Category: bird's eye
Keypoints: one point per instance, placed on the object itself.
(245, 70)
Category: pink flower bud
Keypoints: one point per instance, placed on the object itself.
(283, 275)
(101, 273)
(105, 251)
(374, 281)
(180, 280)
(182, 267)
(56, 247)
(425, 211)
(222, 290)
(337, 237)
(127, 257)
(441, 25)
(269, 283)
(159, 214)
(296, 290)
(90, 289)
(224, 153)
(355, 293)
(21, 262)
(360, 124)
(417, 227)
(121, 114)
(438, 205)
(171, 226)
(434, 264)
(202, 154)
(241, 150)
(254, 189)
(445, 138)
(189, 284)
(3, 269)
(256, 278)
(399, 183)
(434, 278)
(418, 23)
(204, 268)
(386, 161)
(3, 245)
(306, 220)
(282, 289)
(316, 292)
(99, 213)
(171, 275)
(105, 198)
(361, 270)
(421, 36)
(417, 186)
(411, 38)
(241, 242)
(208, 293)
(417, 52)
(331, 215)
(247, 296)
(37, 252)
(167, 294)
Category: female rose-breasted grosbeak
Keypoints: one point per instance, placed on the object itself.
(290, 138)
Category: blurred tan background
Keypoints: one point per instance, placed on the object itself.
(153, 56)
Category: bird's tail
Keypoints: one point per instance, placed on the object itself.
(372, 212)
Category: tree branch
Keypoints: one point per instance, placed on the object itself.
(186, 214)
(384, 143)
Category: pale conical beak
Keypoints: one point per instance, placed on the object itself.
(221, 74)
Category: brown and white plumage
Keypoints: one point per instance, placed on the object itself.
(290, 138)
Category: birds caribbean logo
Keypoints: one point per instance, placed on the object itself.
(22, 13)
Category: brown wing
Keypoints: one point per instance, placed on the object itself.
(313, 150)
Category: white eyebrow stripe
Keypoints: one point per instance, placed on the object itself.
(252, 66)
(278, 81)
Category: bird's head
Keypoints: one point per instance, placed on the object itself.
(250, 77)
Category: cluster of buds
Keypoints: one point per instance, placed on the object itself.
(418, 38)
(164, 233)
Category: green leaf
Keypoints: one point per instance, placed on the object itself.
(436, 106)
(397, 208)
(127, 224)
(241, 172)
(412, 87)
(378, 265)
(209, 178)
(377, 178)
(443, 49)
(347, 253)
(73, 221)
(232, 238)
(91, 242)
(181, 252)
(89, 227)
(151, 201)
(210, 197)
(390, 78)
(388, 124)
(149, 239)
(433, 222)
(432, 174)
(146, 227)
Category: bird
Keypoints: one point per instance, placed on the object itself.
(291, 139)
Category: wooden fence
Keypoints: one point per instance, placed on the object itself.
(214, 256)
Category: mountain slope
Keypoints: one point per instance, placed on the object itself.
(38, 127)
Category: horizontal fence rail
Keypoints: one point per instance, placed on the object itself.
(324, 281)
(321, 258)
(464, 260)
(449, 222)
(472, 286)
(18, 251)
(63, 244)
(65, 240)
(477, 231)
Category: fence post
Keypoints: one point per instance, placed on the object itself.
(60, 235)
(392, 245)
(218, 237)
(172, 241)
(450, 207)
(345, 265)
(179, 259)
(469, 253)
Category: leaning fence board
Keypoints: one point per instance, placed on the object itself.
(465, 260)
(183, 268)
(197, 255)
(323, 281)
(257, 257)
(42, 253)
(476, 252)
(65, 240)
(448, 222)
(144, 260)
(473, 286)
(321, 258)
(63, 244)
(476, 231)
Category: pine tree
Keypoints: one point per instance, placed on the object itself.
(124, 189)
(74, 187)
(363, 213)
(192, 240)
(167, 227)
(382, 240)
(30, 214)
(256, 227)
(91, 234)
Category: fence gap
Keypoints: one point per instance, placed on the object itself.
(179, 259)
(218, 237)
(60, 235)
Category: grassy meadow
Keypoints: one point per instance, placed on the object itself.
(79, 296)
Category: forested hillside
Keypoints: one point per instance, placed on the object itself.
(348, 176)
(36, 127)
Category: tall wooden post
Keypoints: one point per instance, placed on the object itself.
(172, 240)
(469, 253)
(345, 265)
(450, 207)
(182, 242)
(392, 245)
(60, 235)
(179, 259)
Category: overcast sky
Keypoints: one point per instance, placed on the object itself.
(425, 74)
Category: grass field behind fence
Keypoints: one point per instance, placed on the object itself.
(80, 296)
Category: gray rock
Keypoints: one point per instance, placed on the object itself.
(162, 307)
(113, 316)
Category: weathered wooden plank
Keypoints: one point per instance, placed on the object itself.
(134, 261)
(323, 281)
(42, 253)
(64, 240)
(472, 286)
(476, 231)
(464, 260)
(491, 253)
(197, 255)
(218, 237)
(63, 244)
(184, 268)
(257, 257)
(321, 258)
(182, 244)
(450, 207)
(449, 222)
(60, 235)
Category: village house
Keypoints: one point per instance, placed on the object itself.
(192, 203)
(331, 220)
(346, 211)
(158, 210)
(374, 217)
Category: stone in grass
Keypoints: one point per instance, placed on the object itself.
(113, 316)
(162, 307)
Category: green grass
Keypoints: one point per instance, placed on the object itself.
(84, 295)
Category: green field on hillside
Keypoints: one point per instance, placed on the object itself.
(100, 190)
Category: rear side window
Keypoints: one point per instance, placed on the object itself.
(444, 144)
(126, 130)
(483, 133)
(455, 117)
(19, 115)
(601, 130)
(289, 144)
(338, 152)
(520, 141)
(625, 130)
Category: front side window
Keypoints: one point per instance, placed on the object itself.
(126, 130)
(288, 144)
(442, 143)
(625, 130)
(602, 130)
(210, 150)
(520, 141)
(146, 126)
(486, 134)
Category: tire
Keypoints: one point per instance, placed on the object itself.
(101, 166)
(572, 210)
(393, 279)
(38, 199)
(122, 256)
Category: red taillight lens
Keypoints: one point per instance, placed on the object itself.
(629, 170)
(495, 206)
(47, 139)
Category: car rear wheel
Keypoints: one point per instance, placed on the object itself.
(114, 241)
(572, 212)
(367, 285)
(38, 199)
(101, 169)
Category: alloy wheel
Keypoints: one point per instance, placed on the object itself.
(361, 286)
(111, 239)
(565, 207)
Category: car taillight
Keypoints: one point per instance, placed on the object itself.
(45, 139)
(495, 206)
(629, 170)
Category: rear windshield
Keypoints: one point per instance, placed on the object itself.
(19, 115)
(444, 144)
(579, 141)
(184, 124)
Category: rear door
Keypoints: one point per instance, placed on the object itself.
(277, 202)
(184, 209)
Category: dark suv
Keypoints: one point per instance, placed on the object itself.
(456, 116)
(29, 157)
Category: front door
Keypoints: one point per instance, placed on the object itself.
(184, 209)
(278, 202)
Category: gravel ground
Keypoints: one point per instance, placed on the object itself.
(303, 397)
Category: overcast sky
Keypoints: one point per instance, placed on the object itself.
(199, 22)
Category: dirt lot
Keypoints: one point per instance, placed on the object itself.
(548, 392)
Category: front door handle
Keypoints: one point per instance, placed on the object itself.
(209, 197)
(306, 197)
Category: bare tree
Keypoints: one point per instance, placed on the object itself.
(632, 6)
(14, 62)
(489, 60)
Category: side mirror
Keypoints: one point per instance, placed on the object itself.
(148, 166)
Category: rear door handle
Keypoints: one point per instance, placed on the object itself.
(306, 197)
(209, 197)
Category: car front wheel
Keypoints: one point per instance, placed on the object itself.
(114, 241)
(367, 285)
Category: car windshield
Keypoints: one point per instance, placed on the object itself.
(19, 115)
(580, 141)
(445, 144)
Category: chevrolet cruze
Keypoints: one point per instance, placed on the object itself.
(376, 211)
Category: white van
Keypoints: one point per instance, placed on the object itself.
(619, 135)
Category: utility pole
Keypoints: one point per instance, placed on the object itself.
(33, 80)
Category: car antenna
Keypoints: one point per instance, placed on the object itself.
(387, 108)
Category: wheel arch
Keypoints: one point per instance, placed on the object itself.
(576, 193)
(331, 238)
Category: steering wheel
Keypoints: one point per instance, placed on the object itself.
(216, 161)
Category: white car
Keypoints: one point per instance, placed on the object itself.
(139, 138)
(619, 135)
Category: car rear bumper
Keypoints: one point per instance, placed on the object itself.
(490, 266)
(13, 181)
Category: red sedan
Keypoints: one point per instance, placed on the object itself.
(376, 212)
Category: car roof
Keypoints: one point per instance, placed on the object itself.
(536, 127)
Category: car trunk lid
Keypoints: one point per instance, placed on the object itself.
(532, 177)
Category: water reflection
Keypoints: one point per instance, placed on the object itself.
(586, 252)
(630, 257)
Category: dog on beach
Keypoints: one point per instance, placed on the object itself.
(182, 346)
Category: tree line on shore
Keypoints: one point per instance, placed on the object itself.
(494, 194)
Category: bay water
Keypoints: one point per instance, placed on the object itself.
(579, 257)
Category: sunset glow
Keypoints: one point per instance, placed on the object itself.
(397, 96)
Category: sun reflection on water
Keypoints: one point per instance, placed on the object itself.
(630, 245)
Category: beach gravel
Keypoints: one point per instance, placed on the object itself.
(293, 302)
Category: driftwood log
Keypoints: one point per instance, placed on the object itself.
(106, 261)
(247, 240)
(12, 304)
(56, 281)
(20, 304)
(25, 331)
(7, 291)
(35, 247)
---+---
* YOUR OBJECTIVE *
Each line of the material with the word "hillside" in it should be listed.

* YOUR RESPONSE *
Category: forested hillside
Category: green field on hillside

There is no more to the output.